§ Task goal: Copy out each of the lines below without changing a single character.

§ Raw records:
————————

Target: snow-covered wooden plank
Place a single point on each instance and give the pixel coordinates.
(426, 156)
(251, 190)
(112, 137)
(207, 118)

————————

§ Answer to the problem:
Target: snow-covered wooden plank
Place a single point on each instance and give the pixel coordinates.
(426, 156)
(251, 190)
(112, 137)
(207, 118)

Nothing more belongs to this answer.